Data section:
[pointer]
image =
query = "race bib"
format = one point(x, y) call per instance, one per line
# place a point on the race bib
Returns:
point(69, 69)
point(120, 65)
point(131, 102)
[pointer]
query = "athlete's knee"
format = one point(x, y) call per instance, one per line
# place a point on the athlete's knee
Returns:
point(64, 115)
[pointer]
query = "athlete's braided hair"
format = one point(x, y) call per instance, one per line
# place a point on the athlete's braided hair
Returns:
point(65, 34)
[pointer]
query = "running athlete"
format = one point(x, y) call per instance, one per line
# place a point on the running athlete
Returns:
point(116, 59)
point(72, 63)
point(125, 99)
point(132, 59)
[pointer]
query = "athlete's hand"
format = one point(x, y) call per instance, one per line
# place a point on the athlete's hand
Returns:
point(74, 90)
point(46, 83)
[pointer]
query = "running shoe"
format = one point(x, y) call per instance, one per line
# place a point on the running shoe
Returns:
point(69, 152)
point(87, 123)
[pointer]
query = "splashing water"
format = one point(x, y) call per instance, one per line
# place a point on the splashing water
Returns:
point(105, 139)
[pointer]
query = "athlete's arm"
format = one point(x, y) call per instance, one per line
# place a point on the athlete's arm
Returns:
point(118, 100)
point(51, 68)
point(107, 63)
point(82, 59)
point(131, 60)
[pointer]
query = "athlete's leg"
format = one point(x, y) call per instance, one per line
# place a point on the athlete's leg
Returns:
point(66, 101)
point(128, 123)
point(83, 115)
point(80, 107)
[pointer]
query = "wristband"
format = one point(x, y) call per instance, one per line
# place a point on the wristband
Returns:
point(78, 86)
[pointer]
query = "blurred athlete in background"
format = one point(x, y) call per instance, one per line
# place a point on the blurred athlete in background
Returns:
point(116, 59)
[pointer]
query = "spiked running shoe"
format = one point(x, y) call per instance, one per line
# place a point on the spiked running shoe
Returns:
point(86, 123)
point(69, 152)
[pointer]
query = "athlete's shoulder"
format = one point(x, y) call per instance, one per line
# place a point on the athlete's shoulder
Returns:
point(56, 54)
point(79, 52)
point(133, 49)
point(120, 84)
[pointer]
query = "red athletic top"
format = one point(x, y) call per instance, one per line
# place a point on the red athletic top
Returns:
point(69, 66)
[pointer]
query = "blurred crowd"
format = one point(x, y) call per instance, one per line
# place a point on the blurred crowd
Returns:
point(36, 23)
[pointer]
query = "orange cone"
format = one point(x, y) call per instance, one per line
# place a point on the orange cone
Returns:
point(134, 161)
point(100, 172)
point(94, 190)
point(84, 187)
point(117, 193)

The request: All of the entries above need to be reproduced exactly.

Finished task:
[pointer]
image =
query = "race bib"
format = one point(x, y) call per instance, one per line
# place a point on the race bib
Returns:
point(69, 69)
point(120, 65)
point(131, 102)
[pointer]
query = "athlete's knee"
format = one point(x, y) call per instance, one per line
# place a point on the athlete's knee
Returns:
point(64, 115)
[pointer]
query = "athlete's braided hair"
format = one point(x, y) call per instance, one per line
# place a point on the athlete's braided hair
Returns:
point(65, 34)
[pointer]
query = "running athlete"
format = one point(x, y) call per instance, one per line
# place a point on the running athlete
Returns:
point(116, 59)
point(72, 63)
point(125, 99)
point(132, 59)
[pointer]
query = "athlete's hand"
format = one point(x, y) call per instance, one per line
# place a point on the athlete's hand
Returns:
point(74, 90)
point(46, 83)
[pointer]
query = "running shoe"
format = one point(x, y) call per instance, one per line
# place a point on the running shoe
Returns:
point(69, 152)
point(87, 123)
[pointer]
query = "splashing water"
format = one point(x, y) call per instance, one per line
# place a point on the splashing water
Returns:
point(105, 139)
[pointer]
query = "athlete's arm"
format = one point(x, y) call per instance, one per line
# place a point on the athlete's arm
Returns:
point(118, 100)
point(51, 68)
point(107, 63)
point(82, 59)
point(131, 60)
[pointer]
query = "athlete's leg"
format = one point(x, y) call per instance, one per line
# place a point on the athlete's leg
Returns:
point(66, 101)
point(128, 123)
point(83, 115)
point(80, 107)
[pointer]
query = "wristband"
format = one point(x, y) call per instance, one per line
# place a point on the wristband
Returns:
point(78, 86)
[pointer]
query = "blurred athlete in background"
format = one point(x, y) call per instance, one per line
# place a point on the blurred athlete in background
Returns:
point(116, 59)
[pointer]
query = "spiked running shoe"
format = one point(x, y) call per instance, one per line
# place a point on the spiked running shoe
Returns:
point(86, 123)
point(69, 152)
[pointer]
query = "athlete's shoulder"
format = one point(x, y) call per instance, one per line
# place a point on the athlete's shoulder
Returns:
point(56, 54)
point(79, 52)
point(133, 49)
point(120, 84)
[pointer]
query = "red athletic top"
format = one point(x, y) call per instance, one per line
# place a point on the red athletic top
Returns:
point(69, 66)
[pointer]
query = "blurred crowd"
format = one point(x, y) call per instance, one per line
# place a point on the blurred crowd
Returns:
point(36, 23)
[pointer]
query = "orange cone"
format = one point(x, y) call per instance, one per line
# place a point on the orange cone
Returns:
point(134, 161)
point(100, 172)
point(94, 190)
point(84, 187)
point(117, 193)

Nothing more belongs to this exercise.